TASKS AND EXERCISES |
A. Does each of these statements agree with the passage on error-bounded lossy compression? Answer yes or no for each and quote the deciding words. (i) QoZ is an interpolation-based compressor. (ii) FAZ relies only on wavelet transforms. (iii) SRN-SZ predicts data with a convolutional neural network.
B. Which compressors does the passage on error-bounded lossy compression name as presented in the dissertation? List them all.

*** DOCUMENT PASSAGE

Modern scientific simulation applications are capable of generating petabytes of data outputs in several hours, necessitating effective compression methods for efficient data storage, analysis, and transmission. Error-bounded lossy compression has emerged as the most suitable strategy for managing these vast data volumes. It significantly reduces data size and controls point-wise data distortion according to user requirements, making it crucial for boosting the utility of scientific data.

However, existing error-bounded lossy compressors still have obvious limitations. On the one hand, they have not fully exploited the correlations in the input data points to optimize the compression rate-distortion. On the other hand, each of them cannot handle all of the diverse inputs with varying characteristics and accuracy requirements well by presenting consistent and satisfactory compression results. The core reason for the limitations is that most of the existing compressors feature fixed designs of compression techniques, frameworks, and/or pipelines, which makes them hard to adapt to diverse practical use cases and users' requirements.

Aware of those various requirements for scientific data compression in different real-world tasks, this dissertation explores multiple flexible error-bounded lossy compression techniques and strategies for scientific data across three dimensions.

First, for efficiency-aware compression tasks, this dissertation proposes an interpolation-based error-bounded lossy compressor, namely QoZ. QoZ can auto-tune its data predictor based on various quality metrics, meanwhile offering multiple optimization levels to balance compression ratio and speed for different use cases.

Secondly, for high-ratio compression, this dissertation presents FAZ, a hybrid error-bounded lossy compressor combining data transform and prediction techniques. FAZ dynamically constructs and tunes its compression pipeline for each data set, employing either wavelet-transform-based or interpolation-based data compression methods, to achieve optimal compression rate-distortion for diverse scientific datasets.

Lastly, the dissertation explores the application of Deep Learning in scientific data compression. Featuring a transformer-based super-resolution neural network for data prediction, SRN-SZ is presented in this dissertation, demonstrating superior performance on specific low-compressibility datasets compared to other scientific lossy compressors.

******
*** RECORDS SHOWN

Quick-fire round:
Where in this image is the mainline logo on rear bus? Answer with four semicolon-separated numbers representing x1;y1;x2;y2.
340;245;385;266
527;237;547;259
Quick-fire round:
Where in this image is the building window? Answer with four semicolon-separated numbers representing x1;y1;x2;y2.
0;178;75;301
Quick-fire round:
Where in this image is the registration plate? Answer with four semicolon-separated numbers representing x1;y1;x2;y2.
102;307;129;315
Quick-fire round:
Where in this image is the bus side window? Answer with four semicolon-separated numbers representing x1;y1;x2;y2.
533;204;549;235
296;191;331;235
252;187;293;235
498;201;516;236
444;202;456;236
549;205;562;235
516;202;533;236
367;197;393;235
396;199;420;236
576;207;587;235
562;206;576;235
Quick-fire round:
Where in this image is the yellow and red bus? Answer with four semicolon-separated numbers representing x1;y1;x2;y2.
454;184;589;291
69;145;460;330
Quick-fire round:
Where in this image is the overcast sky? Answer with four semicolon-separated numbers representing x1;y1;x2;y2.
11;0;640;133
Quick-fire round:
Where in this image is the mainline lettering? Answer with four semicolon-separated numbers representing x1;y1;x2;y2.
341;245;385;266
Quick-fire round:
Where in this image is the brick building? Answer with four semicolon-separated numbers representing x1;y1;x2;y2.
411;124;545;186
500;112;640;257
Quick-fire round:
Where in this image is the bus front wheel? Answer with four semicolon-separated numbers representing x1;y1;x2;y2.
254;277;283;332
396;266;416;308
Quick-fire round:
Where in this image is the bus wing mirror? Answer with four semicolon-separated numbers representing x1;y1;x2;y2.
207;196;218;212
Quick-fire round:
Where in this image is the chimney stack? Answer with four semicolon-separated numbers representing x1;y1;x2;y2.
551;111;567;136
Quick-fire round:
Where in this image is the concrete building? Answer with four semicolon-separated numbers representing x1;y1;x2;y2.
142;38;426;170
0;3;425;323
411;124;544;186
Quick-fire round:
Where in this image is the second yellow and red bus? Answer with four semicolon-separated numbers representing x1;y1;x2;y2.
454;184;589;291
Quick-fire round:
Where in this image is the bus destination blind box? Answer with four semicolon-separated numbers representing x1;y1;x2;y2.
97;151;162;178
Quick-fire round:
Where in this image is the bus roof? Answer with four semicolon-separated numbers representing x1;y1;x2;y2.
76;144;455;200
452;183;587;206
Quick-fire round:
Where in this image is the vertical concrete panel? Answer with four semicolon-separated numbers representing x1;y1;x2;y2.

******

TASK RESULTS |
A.
(i) Yes: "this dissertation proposes an interpolation-based error-bounded lossy compressor, namely QoZ"
(ii) No: "a hybrid error-bounded lossy compressor combining data transform and prediction techniques"
(iii) No: "Featuring a transformer-based super-resolution neural network for data prediction"

B.
QoZ
FAZ
SRN-SZ